Below is a set of records. Repeat all of them exactly.

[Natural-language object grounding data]
* * * * *
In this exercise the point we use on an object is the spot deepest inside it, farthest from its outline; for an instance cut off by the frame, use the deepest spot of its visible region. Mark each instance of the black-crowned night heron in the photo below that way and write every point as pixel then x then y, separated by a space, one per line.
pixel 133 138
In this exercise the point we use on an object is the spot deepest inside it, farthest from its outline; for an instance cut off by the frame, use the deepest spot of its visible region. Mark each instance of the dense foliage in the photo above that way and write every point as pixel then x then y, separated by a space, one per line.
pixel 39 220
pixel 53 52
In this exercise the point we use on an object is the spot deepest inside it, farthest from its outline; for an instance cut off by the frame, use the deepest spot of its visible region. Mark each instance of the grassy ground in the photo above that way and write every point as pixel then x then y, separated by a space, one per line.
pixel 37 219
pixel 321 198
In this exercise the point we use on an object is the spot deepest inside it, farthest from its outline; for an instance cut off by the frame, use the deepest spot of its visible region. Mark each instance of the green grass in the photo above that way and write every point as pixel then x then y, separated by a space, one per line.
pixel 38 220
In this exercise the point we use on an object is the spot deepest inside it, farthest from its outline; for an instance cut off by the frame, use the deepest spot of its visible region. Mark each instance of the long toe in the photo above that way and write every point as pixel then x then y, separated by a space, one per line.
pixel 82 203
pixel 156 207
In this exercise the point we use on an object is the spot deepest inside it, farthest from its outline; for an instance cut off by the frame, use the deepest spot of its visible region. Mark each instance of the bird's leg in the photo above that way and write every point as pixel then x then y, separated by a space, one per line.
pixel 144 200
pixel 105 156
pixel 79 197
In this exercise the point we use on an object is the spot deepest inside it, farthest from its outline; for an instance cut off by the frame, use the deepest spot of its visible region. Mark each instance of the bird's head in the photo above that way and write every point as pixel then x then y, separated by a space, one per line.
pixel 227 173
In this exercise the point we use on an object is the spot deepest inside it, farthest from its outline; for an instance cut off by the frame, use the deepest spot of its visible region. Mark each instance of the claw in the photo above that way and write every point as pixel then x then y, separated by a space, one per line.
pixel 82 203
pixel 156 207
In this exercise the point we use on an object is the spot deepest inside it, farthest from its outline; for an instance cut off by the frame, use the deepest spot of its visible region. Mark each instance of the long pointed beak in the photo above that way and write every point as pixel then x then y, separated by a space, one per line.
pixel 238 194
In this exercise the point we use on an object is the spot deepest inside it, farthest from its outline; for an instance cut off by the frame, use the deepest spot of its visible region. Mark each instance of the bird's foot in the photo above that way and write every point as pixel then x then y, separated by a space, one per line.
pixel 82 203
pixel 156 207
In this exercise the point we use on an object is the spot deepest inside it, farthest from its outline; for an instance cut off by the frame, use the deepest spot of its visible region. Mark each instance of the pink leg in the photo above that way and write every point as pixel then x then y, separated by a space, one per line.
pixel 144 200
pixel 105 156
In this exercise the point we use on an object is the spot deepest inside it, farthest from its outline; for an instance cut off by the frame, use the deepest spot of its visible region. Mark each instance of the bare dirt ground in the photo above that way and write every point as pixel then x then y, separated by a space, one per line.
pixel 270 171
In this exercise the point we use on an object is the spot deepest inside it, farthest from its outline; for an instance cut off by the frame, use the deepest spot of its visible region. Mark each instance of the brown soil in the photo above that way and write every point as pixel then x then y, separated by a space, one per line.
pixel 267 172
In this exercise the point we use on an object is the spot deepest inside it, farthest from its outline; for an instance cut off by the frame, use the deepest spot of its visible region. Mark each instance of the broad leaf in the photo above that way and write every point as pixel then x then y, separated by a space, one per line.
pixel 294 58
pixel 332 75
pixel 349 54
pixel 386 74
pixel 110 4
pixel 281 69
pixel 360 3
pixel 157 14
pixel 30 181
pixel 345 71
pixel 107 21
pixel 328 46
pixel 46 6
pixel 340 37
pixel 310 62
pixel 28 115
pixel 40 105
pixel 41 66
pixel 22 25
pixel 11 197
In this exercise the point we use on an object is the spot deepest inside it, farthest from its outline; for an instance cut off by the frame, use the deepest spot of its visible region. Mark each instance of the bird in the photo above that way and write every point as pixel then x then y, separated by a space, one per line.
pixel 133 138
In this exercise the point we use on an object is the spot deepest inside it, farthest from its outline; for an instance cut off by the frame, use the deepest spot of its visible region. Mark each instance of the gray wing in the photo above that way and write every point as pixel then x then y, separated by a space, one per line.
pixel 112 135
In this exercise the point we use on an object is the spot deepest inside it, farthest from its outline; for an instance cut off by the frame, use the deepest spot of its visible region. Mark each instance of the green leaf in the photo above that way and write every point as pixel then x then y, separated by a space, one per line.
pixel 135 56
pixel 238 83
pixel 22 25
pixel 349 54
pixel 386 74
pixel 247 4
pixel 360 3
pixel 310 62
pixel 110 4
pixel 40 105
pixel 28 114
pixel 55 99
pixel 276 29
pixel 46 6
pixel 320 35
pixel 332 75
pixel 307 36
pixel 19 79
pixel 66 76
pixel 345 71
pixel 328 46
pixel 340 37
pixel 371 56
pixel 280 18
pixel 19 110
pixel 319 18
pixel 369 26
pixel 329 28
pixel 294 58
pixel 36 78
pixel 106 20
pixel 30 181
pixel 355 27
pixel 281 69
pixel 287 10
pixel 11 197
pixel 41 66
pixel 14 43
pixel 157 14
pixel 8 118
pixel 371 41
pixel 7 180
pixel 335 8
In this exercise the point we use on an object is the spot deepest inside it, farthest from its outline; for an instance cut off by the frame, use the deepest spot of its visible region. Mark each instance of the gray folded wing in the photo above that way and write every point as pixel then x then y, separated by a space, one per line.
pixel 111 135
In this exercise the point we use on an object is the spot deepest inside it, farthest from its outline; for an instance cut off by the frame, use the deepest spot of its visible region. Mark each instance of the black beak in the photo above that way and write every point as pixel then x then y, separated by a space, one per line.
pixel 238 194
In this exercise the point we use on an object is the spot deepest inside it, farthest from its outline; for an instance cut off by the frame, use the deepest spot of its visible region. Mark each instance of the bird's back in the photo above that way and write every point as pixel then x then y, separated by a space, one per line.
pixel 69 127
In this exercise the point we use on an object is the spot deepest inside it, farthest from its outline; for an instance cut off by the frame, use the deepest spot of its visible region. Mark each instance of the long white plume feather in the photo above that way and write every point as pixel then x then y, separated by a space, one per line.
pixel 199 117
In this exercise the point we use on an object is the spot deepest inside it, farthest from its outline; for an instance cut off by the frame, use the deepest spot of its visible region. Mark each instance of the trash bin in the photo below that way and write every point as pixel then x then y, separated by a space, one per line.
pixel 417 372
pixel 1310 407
* * * * *
» Exercise result
In this exercise the point we use on an object is the spot deepest inside it, farthest from its outline; for an instance cut off by the frame, use the deepest spot of its visible region. Mark each instance of the black-crowned night heron in the photo below that way and write every point as pixel then x then y, separated by a space, one per line.
pixel 133 138
In this exercise the point we use on an object is the spot deepest inside it, farthest from its outline; for an instance cut off by the frame, use the deepest spot of its visible region. Mark each instance of the dense foliage in the photo above that way and write every point as pixel then x then y, separated by a space, one per line.
pixel 39 220
pixel 53 52
In this exercise the point we use on an object is the spot deepest inside it, farthest from its outline; for an instance cut off by the frame, use the deepest spot of its visible region. Mark each instance of the grassy ground in the photo above that way and write every point as pixel then x then y, separated by a space, one per line.
pixel 37 219
pixel 321 198
In this exercise the point we use on an object is the spot deepest inside it, farthest from its outline; for an instance cut off by the frame, use the deepest spot of its visible region. Mark each instance of the green grass in the photo above that way and write every point as pixel then x then y, separated by a space, one per line.
pixel 38 220
In this exercise the point we use on an object is the spot deepest inside it, farthest from its outline; for an instance cut off by the frame, use the deepest spot of its visible region. Mark each instance of the long toe in the photo above that way and write every point as pixel then x then y, separated by a space, one per line.
pixel 82 203
pixel 156 207
In this exercise the point we use on an object is the spot deepest inside it, farthest from its outline; for an instance cut off by the frame, use the deepest spot of its visible region. Mark each instance of the bird's leg in the photo above that way and write every point as pixel then x then y, separated by a space, one per line.
pixel 144 200
pixel 105 156
pixel 79 197
In this exercise the point we use on an object is the spot deepest inside it, farthest from its outline; for an instance cut off by the frame, use the deepest spot of its visible region. Mark each instance of the bird's head in the photo above that way and write every point as pixel then x then y, separated by a space, one per line.
pixel 227 173
In this exercise the point we use on an object is the spot deepest inside it, farthest from its outline; for an instance cut off by the frame, use the deepest spot of its visible region. Mark each instance of the claw in the photo above that way and write every point as pixel then x then y, separated by a space, one per line.
pixel 82 203
pixel 156 207
In this exercise the point we use on an object is the spot deepest inside it, farthest from its outline; for an instance cut off by the frame, use the deepest spot of its visible region. Mark each instance of the long pointed beak in the photo above that way and write every point as pixel then x then y, separated by a space, one per line.
pixel 238 194
In this exercise the point we use on an object is the spot deepest inside it, farthest from its outline; for an instance cut off by the frame, use the deepest spot of its visible region. Mark each instance of the bird's foot in the photo above that way and write every point as pixel then x then y, separated by a space, one per line.
pixel 82 203
pixel 156 207
In this exercise the point we use on an object is the spot deepest inside it, farthest from its outline; for an instance cut off by the frame, use the deepest spot of its visible region. Mark each instance of the pink leg in the photo above that way and write every point as pixel then x then y, separated by a space, one per line.
pixel 144 200
pixel 105 156
In this exercise the point we use on an object is the spot deepest inside it, farthest from its outline; for an instance cut off by the frame, use the deepest spot of its visible region. Mark each instance of the bare dirt ground in the photo above that way and write every point as pixel then x then y, separated by a space, one per line.
pixel 270 171
In this exercise the point we use on an object is the spot deepest inside it, farthest from its outline; for an instance cut off by the frame, use the deepest spot of its visible region. Mark each instance of the brown soil in the photo above that way and write every point as pixel then x then y, separated by a space, one per line.
pixel 267 172
In this exercise the point we use on an object is the spot deepest inside it, farthest from its outline; for an instance cut off by the frame, use the deepest spot of its visible region. Mark each instance of the broad leaf in the photo above that way and write every point as pixel then x then y, separated by a space, one per line.
pixel 294 58
pixel 332 75
pixel 349 54
pixel 386 74
pixel 110 4
pixel 281 69
pixel 360 3
pixel 157 14
pixel 30 181
pixel 345 71
pixel 107 21
pixel 328 46
pixel 46 6
pixel 340 37
pixel 310 62
pixel 28 115
pixel 40 105
pixel 41 66
pixel 22 25
pixel 11 197
In this exercise the point we use on an object is the spot deepest inside it, farthest from its outline; for an instance cut off by the frame, use the deepest spot of its visible region. Mark each instance of the bird in the photo above that way and write every point as pixel then x then y, separated by a space, one per line.
pixel 133 138
In this exercise the point we use on an object is the spot deepest inside it, farthest from its outline; for an instance cut off by the frame, use the deepest spot of its visible region. Mark each instance of the gray wing in the photo above that way and write every point as pixel then x then y, separated by a space, one per line.
pixel 112 135
In this exercise the point we use on an object is the spot deepest inside it, farthest from its outline; for an instance cut off by the frame, use the deepest spot of its visible region. Mark each instance of the green leaf in the photo above that way and write every point as pixel then x then y, separated by a space, one per line.
pixel 135 56
pixel 238 83
pixel 22 25
pixel 349 54
pixel 386 74
pixel 247 4
pixel 360 3
pixel 310 62
pixel 110 4
pixel 40 105
pixel 28 114
pixel 55 99
pixel 276 29
pixel 46 6
pixel 320 35
pixel 332 75
pixel 307 36
pixel 19 79
pixel 66 76
pixel 345 71
pixel 328 46
pixel 340 37
pixel 371 56
pixel 280 18
pixel 19 110
pixel 319 18
pixel 369 26
pixel 329 28
pixel 294 58
pixel 36 78
pixel 106 20
pixel 30 181
pixel 355 27
pixel 281 69
pixel 287 10
pixel 11 197
pixel 41 66
pixel 14 43
pixel 157 14
pixel 8 118
pixel 371 41
pixel 7 180
pixel 335 8
In this exercise the point we use on an object is the spot deepest inside it, farthest from its outline; for an instance cut off by the frame, use the deepest spot of its visible region. Mark each instance of the gray folded wing in the photo above that way and write every point as pixel then x then y, separated by a space, one per line.
pixel 111 135
In this exercise the point we use on an object is the spot deepest inside it, farthest from its outline; for an instance cut off by the frame, use the deepest spot of its visible region. Mark each instance of the black beak in the photo above that way and write every point as pixel then x then y, separated by a space, one per line.
pixel 238 194
In this exercise the point we use on an object is the spot deepest inside it, farthest from its outline; for an instance cut off by the frame, use the deepest spot of its visible region. Mark each instance of the bird's back in the photo above that way and write every point as pixel then x then y, separated by a space, one per line.
pixel 69 127
In this exercise the point we use on an object is the spot deepest inside it, farthest from its outline; for an instance cut off by the frame, use the deepest spot of its visible region. Mark each instance of the long white plume feather in the photo above that way and write every point as pixel then x then y, separated by a space, one per line.
pixel 199 117
In this exercise the point we use on an object is the spot deepest inside it, farthest from its outline; for an instance cut off by the frame, use the deepest spot of its visible region. Mark each instance of the trash bin in the photo below that way and write every point as pixel then x then y, separated by a space, one per line.
pixel 417 372
pixel 1310 407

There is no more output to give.